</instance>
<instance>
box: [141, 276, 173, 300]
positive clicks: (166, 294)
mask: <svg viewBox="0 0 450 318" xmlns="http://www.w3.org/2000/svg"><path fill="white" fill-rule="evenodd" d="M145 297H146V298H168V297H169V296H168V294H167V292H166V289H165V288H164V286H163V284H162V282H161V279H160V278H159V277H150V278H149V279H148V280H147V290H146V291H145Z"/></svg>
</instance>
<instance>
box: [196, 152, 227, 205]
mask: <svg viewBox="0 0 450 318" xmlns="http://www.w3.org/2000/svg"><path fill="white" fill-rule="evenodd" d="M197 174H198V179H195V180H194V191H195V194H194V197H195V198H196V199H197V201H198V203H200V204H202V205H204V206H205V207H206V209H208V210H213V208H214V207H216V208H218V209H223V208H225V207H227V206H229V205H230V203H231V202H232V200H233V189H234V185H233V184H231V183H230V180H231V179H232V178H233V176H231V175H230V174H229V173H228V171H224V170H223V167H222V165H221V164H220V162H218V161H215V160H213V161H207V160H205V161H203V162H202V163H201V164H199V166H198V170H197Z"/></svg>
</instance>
━━━━━━━━━━━━━━━━
• [INSTRUCTION]
Quote all of the records above verbatim, line for line, from the first to the last.

• [RESPONSE TO THIS TASK]
</instance>
<instance>
box: [141, 276, 173, 300]
positive clicks: (166, 294)
mask: <svg viewBox="0 0 450 318" xmlns="http://www.w3.org/2000/svg"><path fill="white" fill-rule="evenodd" d="M145 297H146V298H168V297H169V296H168V294H167V292H166V289H165V288H164V286H163V284H162V282H161V279H160V278H159V277H150V278H149V279H148V280H147V290H146V291H145Z"/></svg>
</instance>
<instance>
box: [196, 152, 227, 205]
mask: <svg viewBox="0 0 450 318" xmlns="http://www.w3.org/2000/svg"><path fill="white" fill-rule="evenodd" d="M197 174H198V179H195V180H194V191H195V194H194V197H195V198H196V199H197V201H198V203H200V204H202V205H204V206H205V207H206V209H208V210H213V208H214V207H216V208H218V209H223V208H225V207H227V206H229V205H230V203H231V202H232V200H233V189H234V185H233V184H231V183H230V180H231V179H232V178H233V176H231V175H230V174H229V173H228V171H224V170H223V167H222V165H221V164H220V162H218V161H215V160H213V161H207V160H205V161H203V162H202V163H201V164H199V166H198V170H197Z"/></svg>
</instance>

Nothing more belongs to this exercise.